[PROMPT]
Starting at the line that contains "point like [422,385]." and ending at the end of the records, rewrite those lines with "grass clump" replaced by "weed patch", leaving everything else unchanged.

[DATA PROVIDED]

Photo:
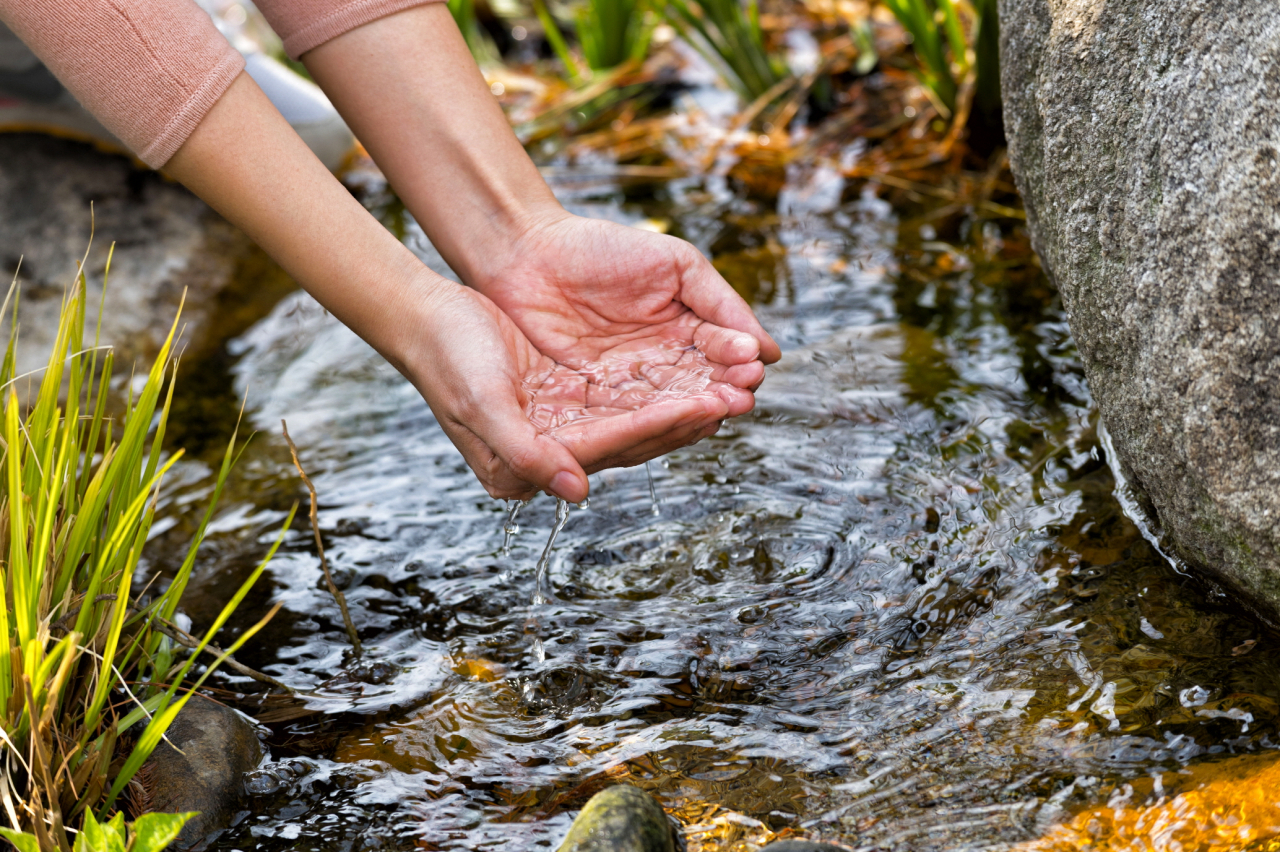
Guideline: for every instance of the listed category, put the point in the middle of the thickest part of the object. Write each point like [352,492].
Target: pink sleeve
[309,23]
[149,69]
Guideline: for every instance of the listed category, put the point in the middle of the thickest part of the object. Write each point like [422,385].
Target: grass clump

[RESULT OF THIS EXERCISE]
Guideline: for every instance of the listed category, put the point in the middle of the thickest part of the object. Write each point like [422,385].
Target: weed patch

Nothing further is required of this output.